ESTRATTO DELLA PAGINA
----------

Ai fini della eventuale tassazione del reddito diverso occorre, dunque, verificare se la conversione di bitcoin con altra valuta virtuale (oppure da valute virtuali in euro) avviene per effetto di una cessione a termine oppure se la giacenza media del wallet abbia superato il controvalore in euro di 51.645,69 per almeno sette giorni lavorativi continui nel periodo d’imposta.
Si fa presente, inoltre, che ai fini della determinazione di un’eventuale plusvalenza derivante dal prelievo dal wallet, che abbia superato la predetta giacenza media, si deve utilizzare il costo di acquisto e che agli effetti della determinazione delle plusvalenze/minusvalenze si considerano cedute per prime le valute acquisite in data più recente (cfr. articolo 67, comma 1-bis, del TUIR).
Inoltre, in caso di bitcoin ricevuti “a titolo gratuito”, il costo iniziale da considerare è quello sostenuto dal donante, ai sensi del comma 6 dell’articolo 68 del TUIR. Per quanto riguarda, i redditi derivanti dalle operazioni realizzate sul mercato FOREX e da Contract for Difference (CFD) aventi ad oggetto valute virtuali, si ritiene che gli stessi costituiscano redditi diversi ai sensi dell’articolo 67, comma 1, lettera c-quater), del TUIR.
Tali redditi, se percepiti da parte di un soggetto persona fisica al di fuori dell’esercizio di attività d’impresa, sono soggetti ad imposta sostitutiva a norma 7 dell’articolo 5 del decreto legislativo 21 novembre 1997, n. 461 (cfr. risoluzione n. 102/E del 25 ottobre 2011).
Ai sensi dell’articolo 68, comma 8, del TUIR, i suddetti redditi sono costituiti dal risultato che si ottiene facendo la somma algebrica dei differenziali positivi o negativi nonché degli altri proventi od oneri, percepiti o sostenuti, in relazione a ciascuno dei rapporti.
I redditi diversi di natura finanziaria in questione devono essere indicati nel quadro RT della Modello Redditi – Persone Fisiche e sono soggetti ad imposta sostitutiva con aliquota del 26 per cento.
Per quanto riguarda gli obblighi di monitoraggio fiscale, si fa presente che il citato decreto legislativo n. 90 del 2017, oltre a definire la valuta virtuale, ha tra l’altro modificato alcune disposizioni relative al monitoraggio fiscale di cui al decreto legge 28 giugno 1990, n. 167 (convertito, con modificazioni, dalla legge 4 agosto 1990, n. 227 e successive modificazioni).

----------

ESTRATTO DEI DATI
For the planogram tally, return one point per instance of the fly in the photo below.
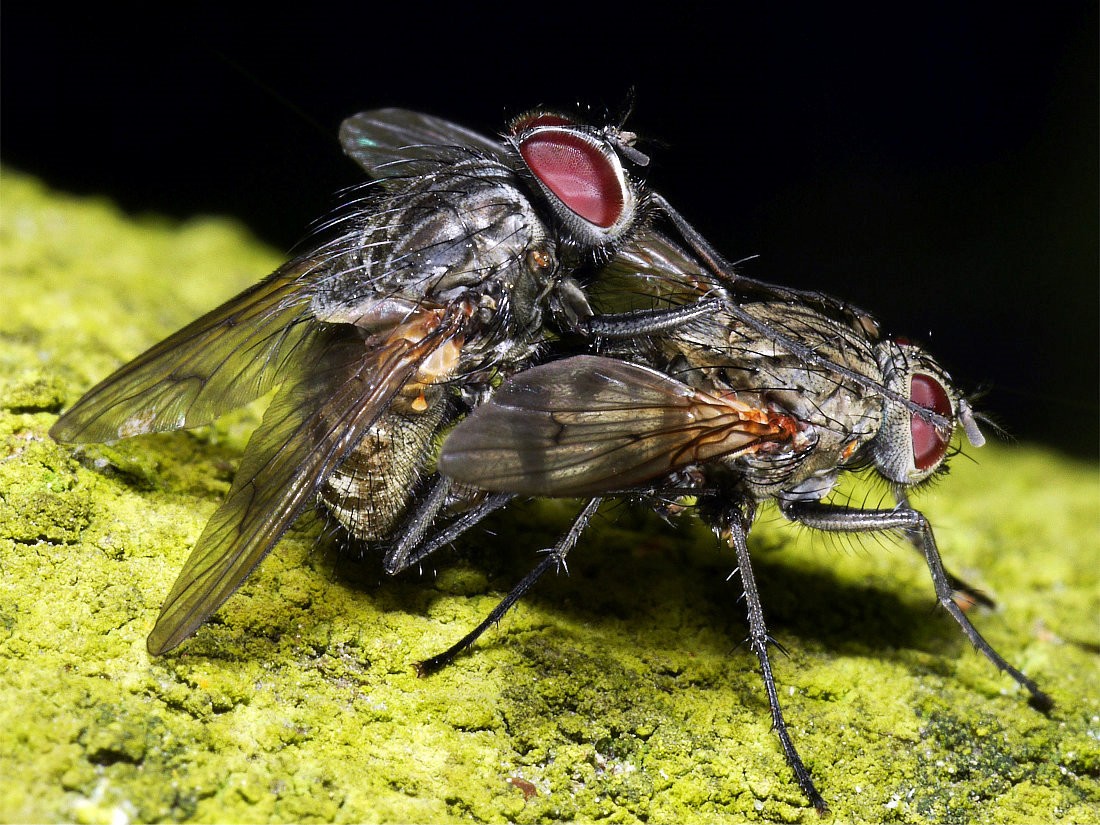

----------

OBIETTIVI
a) Riscrivi in forma più breve il paragrafo dell'estratto della pagina che inizia con «Ai sensi dell’articolo 68, comma 8», conservandone i fatti principali.
b) Riprendi il testo sulla tassazione delle valute virtuali e proseguilo dopo la sua ultima frase.

SOLUZIONI
a) Secondo l’articolo 68, comma 8, del TUIR, questi redditi sono pari alla somma algebrica dei differenziali positivi o negativi e degli altri proventi od oneri, percepiti o sostenuti, per ciascun rapporto.

b)
In particolare, sono stati estesi gli obblighi di monitoraggio fiscale, ordinariamente previsti per gli intermediari bancari e finanziari, altresì ai soggetti (c.d. “operatori non finanziari”) che intervengono, anche attraverso movimentazione di “conti”, nei trasferimenti da o verso l’estero di mezzi di pagamento effettuate anche in valuta virtuale, di importo pari o superiore a 15.000 euro.
Ai sensi dell’articolo 4 del decreto legge n. 167 del 1990, inoltre, è previsto l’obbligo di compilazione del quadro RW della Modello Redditi – Persone Fisiche, da parte delle persone fisiche residenti nel territorio dello Stato che, nel periodo d’imposta, detengono investimenti all’estero e attività estere di natura finanziaria suscettibili di produrre redditi imponibili in Italia, tra le quali le valute estere.
Come chiarito dalla circolare 23 dicembre 2013, n. 38/E (paragrafo 1.3.1.) sono soggette al medesimo obbligo anche le attività finanziarie estere detenute in Italia al di fuori del circuito degli intermediari residenti.
Poiché alle valute virtuali si rendono applicabili i principi generali che regolano le operazioni aventi ad oggetto valute tradizionali nonché le disposizioni in materia di antiriciclaggio, si ritiene che anche le valute virtuali devono essere oggetto di comunicazione attraverso il citato quadro RW, indicando alla colonna 3 (“codice individuazione bene”) il codice 14 – “Altre attività estere di natura finanziaria”. Il controvalore in euro della valuta virtuale detenuta al 31 dicembre del periodo di riferimento deve essere determinato al cambio indicato a tale data sul sito dove il contribuente ha acquistato la valuta virtuale.
Negli anni successivi, il contribuente dovrà indicare il controvalore detenuto alla fine di ciascun anno o alla data di vendita nel caso di valuta virtuale vendute in corso d’anno.
Da ultimo, si precisa che le valute virtuali non sono seggette all’imposta sul valore dei prodotti finanziari, dei conti correnti e dei libretti di risparmio detenuti all’estero dalle persone fisiche residenti nel territorio dello Stato (c.d. IVAFE, istituita dall’articolo 19 del decreto legge 6 dicembre 2011, n. 201, convertito, con modificazioni, dalla legge 22 dicembre 2011, n. 214, e successive modificazioni), in quanto tale imposta si applica ai depositi e conti correnti esclusivamente di natura “bancaria” (cfr. circolare 2 luglio 2012, n. 28/E).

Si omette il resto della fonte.